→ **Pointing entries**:
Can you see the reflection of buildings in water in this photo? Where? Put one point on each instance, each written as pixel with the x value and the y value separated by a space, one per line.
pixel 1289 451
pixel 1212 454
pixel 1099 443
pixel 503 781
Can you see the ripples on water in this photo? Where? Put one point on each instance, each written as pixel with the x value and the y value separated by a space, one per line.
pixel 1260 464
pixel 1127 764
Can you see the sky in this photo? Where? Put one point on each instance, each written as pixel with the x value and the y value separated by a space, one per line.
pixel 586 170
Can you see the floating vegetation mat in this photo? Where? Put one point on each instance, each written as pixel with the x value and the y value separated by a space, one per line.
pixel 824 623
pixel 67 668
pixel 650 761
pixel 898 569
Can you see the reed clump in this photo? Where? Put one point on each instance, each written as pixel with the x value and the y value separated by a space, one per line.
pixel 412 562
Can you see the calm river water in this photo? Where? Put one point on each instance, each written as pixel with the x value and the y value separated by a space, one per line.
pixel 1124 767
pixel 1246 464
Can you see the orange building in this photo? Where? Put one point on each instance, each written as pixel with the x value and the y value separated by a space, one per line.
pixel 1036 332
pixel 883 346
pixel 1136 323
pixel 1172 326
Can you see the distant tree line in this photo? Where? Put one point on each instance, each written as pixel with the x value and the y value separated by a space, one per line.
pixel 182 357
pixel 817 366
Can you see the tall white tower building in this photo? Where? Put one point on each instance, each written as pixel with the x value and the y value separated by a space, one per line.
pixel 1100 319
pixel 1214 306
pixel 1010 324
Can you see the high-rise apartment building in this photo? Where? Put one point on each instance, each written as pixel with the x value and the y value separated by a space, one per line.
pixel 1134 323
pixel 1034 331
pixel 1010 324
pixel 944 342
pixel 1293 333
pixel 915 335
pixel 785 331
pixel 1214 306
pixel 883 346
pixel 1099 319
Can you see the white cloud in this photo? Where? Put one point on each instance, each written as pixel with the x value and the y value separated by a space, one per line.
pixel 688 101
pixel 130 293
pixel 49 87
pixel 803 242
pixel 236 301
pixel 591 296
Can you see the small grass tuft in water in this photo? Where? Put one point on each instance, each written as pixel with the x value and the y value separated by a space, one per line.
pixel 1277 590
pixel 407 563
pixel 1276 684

→ **WRITTEN EXERCISE**: Copy out all of the entries above, swapping every "instance" for "occurrence" and leaving everything else untouched.

→ **EXERCISE RESULT**:
Can you see the reflection of buildings in water in this photo? Where? Put one point on each occurrence, each written as pixel with the x value and the y value separated by a space, one per line.
pixel 1289 451
pixel 1212 454
pixel 1099 443
pixel 503 781
Can you see the ripples on water in this photo? Where? Put one point on each occurrence, each written as pixel with the x value and the y value separated by a space, one per line.
pixel 1260 464
pixel 1127 764
Can you see the sky in this photo? Where? Put one point on each occurrence, each written as pixel with the x value and the y value separated by a space, one per line.
pixel 586 170
Can you see the floating vegetation mat in this photo? Where? Put one point on each occurrence, each written as pixel with the x value and the y value separated by a space, one per line.
pixel 824 623
pixel 67 668
pixel 650 761
pixel 898 569
Can you see the reed clump in this photo? Where? Put one point on each occurrence, each written as pixel with the x value and the y value separated by a space, one per line.
pixel 412 562
Can you see the calm river water in this photo? Where? Put one point on each occurrence, each written as pixel with the x value and the y value separated by a space, one per line.
pixel 1124 767
pixel 1246 464
Can you see the orange building in this photo? Where? Put one point on each occurrence, each written as pixel with the x value and the y value separated by a space, one per line.
pixel 1036 332
pixel 883 346
pixel 1136 323
pixel 1172 326
Can you see the distant tree line in this photo? Where? Put one point on each occurrence, each written as pixel with the x value and the y value separated by a space, one per line.
pixel 182 357
pixel 817 366
Can you see the tall white tower building in this photo? Where? Put one point on each occurrence, each written as pixel with the x value and the y value separated by a space, one per line.
pixel 1100 319
pixel 1214 306
pixel 1010 324
Can you see the high-rise apartment building in this photo? Where? Put one point on each occurrence, each written as pixel with the x value and the y value separated by a space, one per line.
pixel 1134 323
pixel 1034 331
pixel 1010 324
pixel 944 342
pixel 1293 333
pixel 915 335
pixel 785 331
pixel 1214 306
pixel 883 346
pixel 1099 319
Can you see the white cloud in this photo? Where? Put one point on each occurrence, each written as pixel with the x value and the y value separated by a space, one per line.
pixel 688 101
pixel 130 293
pixel 49 87
pixel 803 242
pixel 236 301
pixel 591 296
Can you see the small grass tuft in water in this photo? Where? Put one point on each occurrence, each written as pixel with the x value and the y value separated by a space, one per line.
pixel 1277 590
pixel 407 563
pixel 1276 684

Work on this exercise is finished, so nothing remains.